◆ What to work on:
(1) From the post on the Christian Street Baptist Church, put this sentence into Spanish: "This all happened nearly six months ago, and since then no re-vote has been cast."
(2) Continue the post on the Christian Street Baptist Church from its final sentence.

◆ Source extract:

Showing posts with label Historic preservation. Show all posts
Showing posts with label Historic preservation. Show all posts

Sunday, May 13, 2018

More Historic Loss in the Midst of Preservation Month

After this month's demolition of the historic Frankford Chocolate Factory, thanks to an endless array of loopholes within the city's preservation-dedicated agencies, another element of mismanagement has allowed the same developer, Ori Feibush of OCF Realty, to demolish the Christian Street Baptist Church. 

In this instance, this Historical Commission voted 5-4 to protect the 19th Century Italianate church with two abstentions. It's those abstentions that allowed the church to remain unprotected despite a vote in favor. As it turned out, the Department of Planning and Development requires the Historical Commission to grant at least six votes in order to protect a building. This all happened nearly six months ago, and since then no re-vote has been cast. 

Chalk one more up to the nation's first World Heritage City in the midst of Preservation Month. It's curious why two of the Historical Commission's members declined to vote. After all, they're the primary body responsible for making these sometimes tough decisions.

Did those two members just not bother showing up?

Feibush, who paid $1.5M for the property, briefly held out in search of a buyer willing to convert the church into apartments. It certainly wouldn't be unheard of. There are a number of converted churches in the city and surrounding areas and they make breathtaking living spaces, some fetching much higher prices than newly constructed town homes. Feibush even offered to let the property go for $1M, but claims no offers were made.


In the wake of the demolition of the Frankford Chocolate Factory and other properties razed by Feibush and OCF Reality, this all sounds a little sketchy. Though it seems Feibush extended an olive branch after his much-criticized demolition of the factory (which reminded many he also demolished the Royal Theater), he only extended that offer for a month. As of Thursday, demolition was back on, with hopes to quickly ready the site for two buildings comprised of eight apartments.

◆ Dataset extract:

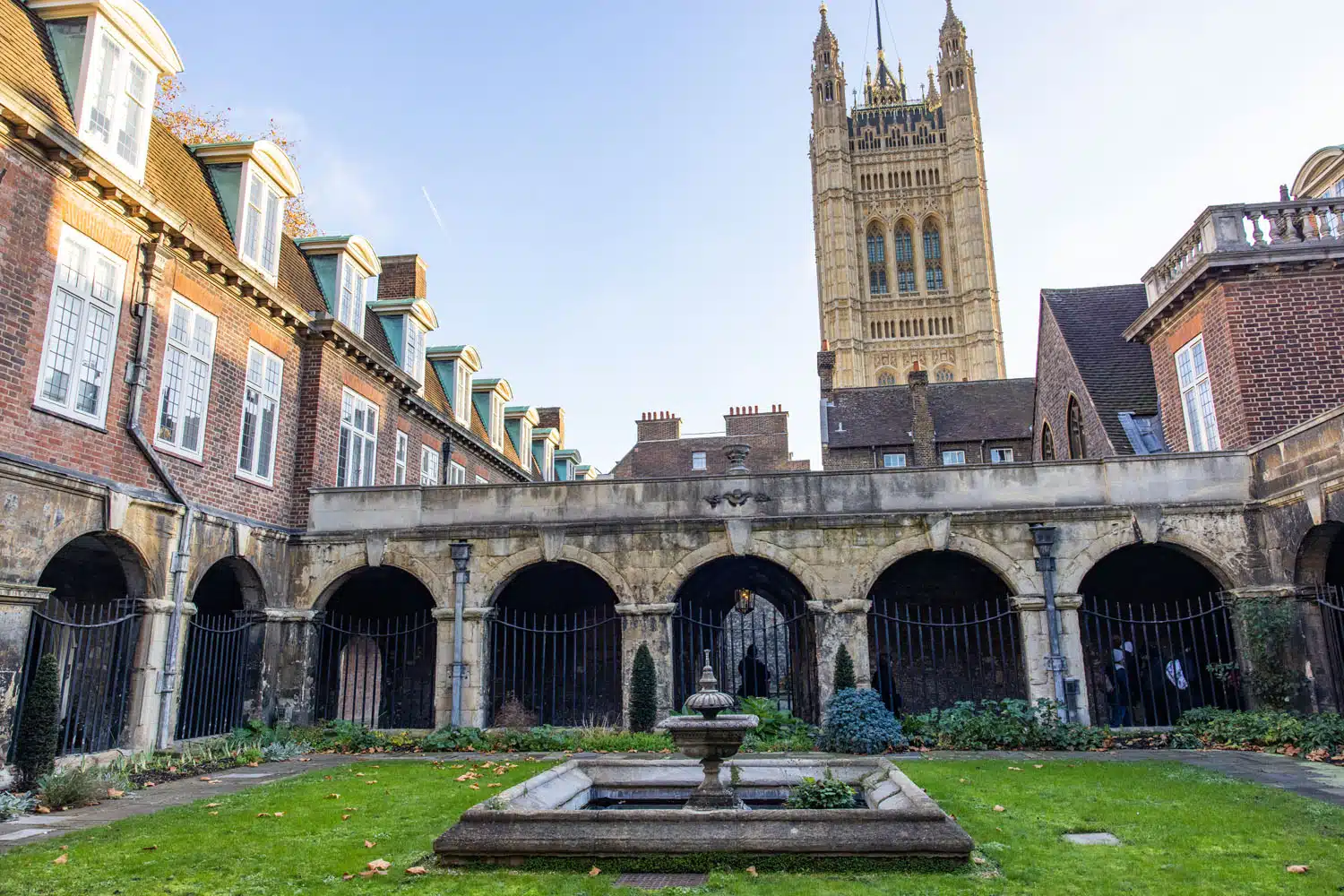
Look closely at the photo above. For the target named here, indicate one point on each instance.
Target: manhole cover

◆ Outputs in order:
(1) Todo esto ocurrió hace casi seis meses, y desde entonces no se ha realizado ninguna nueva votación.

(2)
Like the factory and the Royal Theater, this speaks to the erratic fashion under which Feibush conducts business. Unlike developers with firm project plans, i.e. Carl Dranoff and Eric Blumenfeld, Feibush targets threatened sites, moves quickly and confusingly. Before the dust settles, he's often erected one of his superfluously cardboard carbon copies and preservationists are left scratching their heads, wondering what exactly just happened before he's moved on to his next idea. This is characteristic of a developer who once ran for City Council which, would he have won, would have imposed massive conflicts-of-interest were he ever to sign the death warrant of a property he stood to profit from. 

But as it currently exists, Feibush and OCF Realty function within the confines of the law, however unethically they may exploit the spirit of it. Why can't Feibush himself convert the Christian Street Baptist Church into four or six unique apartments? He might not see the same expansive profit of a tear-down replaced with cheap construction, but he'd easily make back his investment. As many noted while he began razing the Frankford Chocolate Factory, residential conversion of these urban properties was the status quo in the 1980s and '90s, most notably in Callowhill's lofts. 

OCF Realty seems to have found a loyal and steady flow of income in Millennials and New Philadelphians who don't really understand Philadelphia's history, or care to. 

While neighbors ferociously opposed Feibush's plans for Christian Street, their opposition was almost exclusively surrounding (you guessed it) parking. It's a just complaint. While the site would get eight cars off the street, it would bring eight cars to an already congested and car-heavy part of town, all a few blocks from a subway and next to several major bus routes. However, given that the church is not technically under any historic protection, arguments regarding parking may have been the pragmatic way to make a case for saving a beautiful old building and neighborhood landmark. 

None of this matters so long as Feibush owns the church. Anyone remotely familiar with development in Philadelphia is aware of Feibush's nefarious track record for sameness crammed with "luxury" amenities. McMansionHell could franchise a subsidiary dedicated to piss-poor post-post-modern urban architecture without ever straying from OCF Realty's website. 

Feibush and other one-trick ponies like Toll Brothers don't have a vested interest in Philadelphia that doesn't solely benefit their bottom lines. Preservation isn't as profitable as new construction, it never will be. This is exactly why we have organizations like the Historical Commission, the Preservation Task Force, and the Register of Historic Places. They are the gates between history and profit-blinded development.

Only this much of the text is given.